DE LA  HONESTIDAD DEL TÁLAMO NUPCIAL

 

El  tálamo nupcial, como dice el Apóstol, ha de  ser inmaculado, es decir, ha de estar libre de impureza y de  otras fealdades profanas. De esta manera fue instituido, al  principio, el matrimonio en el paraíso terrenal,  donde jamás, en todo aquel tiempo, hubo el menor  desorden de la concupiscencia ni cosa alguna deshonesta.

 

 Existe  cierta semejanza entre los placeres vergonzosos y los del  comer, pues todos ellos pertenecen a la carne, aunque los primeros, por razón de su brutal vehemencia, se  llaman simplemente carnales. Explicaré, pues, lo que  no puedo decir de unos, por lo que diré de los otros.

 

 1.  El comer está ordenado a la conservación de la  vida. Ahora bien, así como comer simplemente para  nutrirse y conservar la persona es una cosa buena, santa y  mandada, así también, en el matrimonio, lo que  es necesario para la generación de los hijos y la  multiplicación de las personas, es una cosa buena y  muy santa, porque es el fin principal de las nupcias.

 

 2.  Comer, no para conservar la vida, sino para mantener la  mutua relación y condescendencia que nos debemos los  unos a los otros, es una cosa muy justa y honesta.  Igualmente, la recíproca y legítima  satisfacción de los esposos, en el santo matrimonio,  es llamada por San Pablo débito; mas débito  tan grave, que no quiere que ninguna de las partes se exima  de él sin el libre y voluntario consentimiento de la  otra, ni siquiera por motivos de prácticas devotas,  lo cual me ha obligado a hablar en la forma que lo he hecho,  sobre este punto, en el capítulo de la Sagrada  Comunión. Mucho menos pues, es lícito eximirse de este deber, por caprichosas pretensiones de virtud o por  disgusto o desdén.

Lista de tareas:
1. Responda brevemente, según el fragmento sobre la honestidad del tálamo nupcial:
(a) ¿Dónde fue instituido el matrimonio al principio?
(b) ¿A qué está ordenado el comer?
(c) ¿Qué nombre da San Pablo a la recíproca y legítima satisfacción de los esposos?
2. Sustituya "paraíso terrenal" por "jardín del Edén" y reproduzca el pasaje del fragmento desde "DE LA  HONESTIDAD" hasta "cosa alguna deshonesta.", ambos inclusive.
Los ítems que siguen no guardan relación alguna con el fragmento.

Listado:
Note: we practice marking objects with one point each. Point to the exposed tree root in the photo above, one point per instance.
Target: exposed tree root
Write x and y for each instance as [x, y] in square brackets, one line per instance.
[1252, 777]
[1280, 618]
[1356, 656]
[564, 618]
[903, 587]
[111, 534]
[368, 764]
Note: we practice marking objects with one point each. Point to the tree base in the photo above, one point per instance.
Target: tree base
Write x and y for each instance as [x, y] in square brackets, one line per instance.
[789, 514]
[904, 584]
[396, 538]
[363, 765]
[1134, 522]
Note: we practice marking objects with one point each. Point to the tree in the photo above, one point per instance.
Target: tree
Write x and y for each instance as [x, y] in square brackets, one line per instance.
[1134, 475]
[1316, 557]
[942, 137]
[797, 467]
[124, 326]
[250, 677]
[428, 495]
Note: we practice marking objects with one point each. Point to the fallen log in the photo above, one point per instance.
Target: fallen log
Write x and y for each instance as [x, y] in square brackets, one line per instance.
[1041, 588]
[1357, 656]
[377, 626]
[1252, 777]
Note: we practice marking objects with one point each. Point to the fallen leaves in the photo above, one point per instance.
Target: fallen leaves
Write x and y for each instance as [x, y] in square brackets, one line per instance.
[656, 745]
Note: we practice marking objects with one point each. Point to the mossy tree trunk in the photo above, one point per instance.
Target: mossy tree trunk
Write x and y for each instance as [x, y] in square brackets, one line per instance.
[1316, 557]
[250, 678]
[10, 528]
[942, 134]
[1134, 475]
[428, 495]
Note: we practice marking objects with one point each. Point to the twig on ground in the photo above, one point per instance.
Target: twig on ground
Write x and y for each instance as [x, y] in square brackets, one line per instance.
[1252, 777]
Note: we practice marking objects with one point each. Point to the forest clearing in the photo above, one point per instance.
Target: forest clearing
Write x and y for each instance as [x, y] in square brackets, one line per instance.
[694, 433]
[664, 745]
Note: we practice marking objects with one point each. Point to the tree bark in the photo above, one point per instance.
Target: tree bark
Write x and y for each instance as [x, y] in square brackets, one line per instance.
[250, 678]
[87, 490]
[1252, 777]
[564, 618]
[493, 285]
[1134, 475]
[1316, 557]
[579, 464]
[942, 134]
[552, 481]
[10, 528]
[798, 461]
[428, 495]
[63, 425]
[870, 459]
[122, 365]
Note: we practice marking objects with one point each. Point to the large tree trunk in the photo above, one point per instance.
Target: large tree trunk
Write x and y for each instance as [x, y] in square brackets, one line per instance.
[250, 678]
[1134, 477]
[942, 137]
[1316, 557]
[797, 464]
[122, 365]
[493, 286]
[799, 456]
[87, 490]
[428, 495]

* * *

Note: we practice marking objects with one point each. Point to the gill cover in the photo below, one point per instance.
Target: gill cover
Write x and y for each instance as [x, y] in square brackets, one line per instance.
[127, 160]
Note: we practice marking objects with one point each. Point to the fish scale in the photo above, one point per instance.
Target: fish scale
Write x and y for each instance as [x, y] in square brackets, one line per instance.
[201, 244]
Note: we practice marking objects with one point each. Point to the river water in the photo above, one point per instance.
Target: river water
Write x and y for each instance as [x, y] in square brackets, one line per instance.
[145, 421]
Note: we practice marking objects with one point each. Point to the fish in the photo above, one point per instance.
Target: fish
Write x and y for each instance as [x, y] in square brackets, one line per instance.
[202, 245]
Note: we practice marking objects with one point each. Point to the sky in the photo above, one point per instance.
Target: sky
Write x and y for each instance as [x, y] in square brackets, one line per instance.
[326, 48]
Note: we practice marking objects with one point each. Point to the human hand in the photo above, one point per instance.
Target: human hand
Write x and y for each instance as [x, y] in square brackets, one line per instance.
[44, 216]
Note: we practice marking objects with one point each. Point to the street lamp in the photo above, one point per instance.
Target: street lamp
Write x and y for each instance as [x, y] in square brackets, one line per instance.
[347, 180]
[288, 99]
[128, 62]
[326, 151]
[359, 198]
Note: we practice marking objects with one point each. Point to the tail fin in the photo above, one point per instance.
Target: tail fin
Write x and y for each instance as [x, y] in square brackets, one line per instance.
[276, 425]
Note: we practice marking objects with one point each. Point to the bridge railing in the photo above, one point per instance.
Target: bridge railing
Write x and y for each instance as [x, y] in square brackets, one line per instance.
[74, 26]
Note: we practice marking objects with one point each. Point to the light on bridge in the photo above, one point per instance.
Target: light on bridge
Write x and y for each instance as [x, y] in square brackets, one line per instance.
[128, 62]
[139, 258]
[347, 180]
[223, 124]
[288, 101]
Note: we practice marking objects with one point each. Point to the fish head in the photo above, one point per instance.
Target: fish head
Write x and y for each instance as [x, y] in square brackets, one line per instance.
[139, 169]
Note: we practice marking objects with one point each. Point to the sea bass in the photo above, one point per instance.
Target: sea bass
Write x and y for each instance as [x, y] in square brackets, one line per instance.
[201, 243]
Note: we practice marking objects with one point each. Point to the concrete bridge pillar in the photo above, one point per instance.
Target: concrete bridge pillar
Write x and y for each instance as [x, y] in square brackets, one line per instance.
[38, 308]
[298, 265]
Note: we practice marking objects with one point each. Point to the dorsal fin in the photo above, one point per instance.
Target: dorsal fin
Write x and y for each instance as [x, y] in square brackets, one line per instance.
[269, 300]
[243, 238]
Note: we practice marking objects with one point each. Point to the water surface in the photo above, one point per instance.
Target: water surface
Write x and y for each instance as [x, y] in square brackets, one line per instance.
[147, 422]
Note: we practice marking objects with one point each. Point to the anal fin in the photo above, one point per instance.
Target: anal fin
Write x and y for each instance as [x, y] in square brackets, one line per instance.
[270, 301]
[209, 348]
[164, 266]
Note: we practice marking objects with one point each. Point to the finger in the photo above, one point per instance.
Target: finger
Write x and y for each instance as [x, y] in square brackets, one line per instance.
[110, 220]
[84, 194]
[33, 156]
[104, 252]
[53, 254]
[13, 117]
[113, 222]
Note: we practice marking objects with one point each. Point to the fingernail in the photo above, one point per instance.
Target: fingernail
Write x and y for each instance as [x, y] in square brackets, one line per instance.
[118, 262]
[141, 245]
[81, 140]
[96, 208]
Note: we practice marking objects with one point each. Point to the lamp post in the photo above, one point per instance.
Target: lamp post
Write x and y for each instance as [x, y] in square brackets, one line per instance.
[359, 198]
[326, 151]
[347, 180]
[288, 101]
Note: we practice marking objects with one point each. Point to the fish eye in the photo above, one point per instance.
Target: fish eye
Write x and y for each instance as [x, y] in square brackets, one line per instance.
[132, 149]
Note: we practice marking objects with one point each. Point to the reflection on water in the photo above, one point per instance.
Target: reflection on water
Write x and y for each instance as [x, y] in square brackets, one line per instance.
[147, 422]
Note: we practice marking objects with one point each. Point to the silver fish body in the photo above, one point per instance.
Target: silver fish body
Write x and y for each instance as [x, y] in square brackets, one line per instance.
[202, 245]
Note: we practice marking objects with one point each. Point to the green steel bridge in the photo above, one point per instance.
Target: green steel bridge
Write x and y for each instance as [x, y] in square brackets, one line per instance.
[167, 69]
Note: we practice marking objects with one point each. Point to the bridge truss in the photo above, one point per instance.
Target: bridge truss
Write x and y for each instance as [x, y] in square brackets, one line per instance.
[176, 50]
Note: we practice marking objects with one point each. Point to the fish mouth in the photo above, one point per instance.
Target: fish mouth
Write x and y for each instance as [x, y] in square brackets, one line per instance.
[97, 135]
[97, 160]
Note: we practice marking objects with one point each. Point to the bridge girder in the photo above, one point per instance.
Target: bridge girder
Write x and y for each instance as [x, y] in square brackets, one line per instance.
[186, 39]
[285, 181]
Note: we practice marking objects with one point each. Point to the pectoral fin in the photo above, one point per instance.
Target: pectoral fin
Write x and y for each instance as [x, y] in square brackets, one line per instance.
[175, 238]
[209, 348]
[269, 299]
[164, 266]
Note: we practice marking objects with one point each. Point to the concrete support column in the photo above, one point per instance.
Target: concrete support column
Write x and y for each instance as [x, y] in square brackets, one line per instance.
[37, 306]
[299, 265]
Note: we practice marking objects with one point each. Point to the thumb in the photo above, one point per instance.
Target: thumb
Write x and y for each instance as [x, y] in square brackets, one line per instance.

Respuestas del ejercicio:
1.
(a) En el paraíso terrenal.
(b) A la conservación de la vida.
(c) Débito.

2.
DE LA  HONESTIDAD DEL TÁLAMO NUPCIAL

 

El  tálamo nupcial, como dice el Apóstol, ha de  ser inmaculado, es decir, ha de estar libre de impureza y de  otras fealdades profanas. De esta manera fue instituido, al  principio, el matrimonio en el jardín del Edén,  donde jamás, en todo aquel tiempo, hubo el menor  desorden de la concupiscencia ni cosa alguna deshonesta.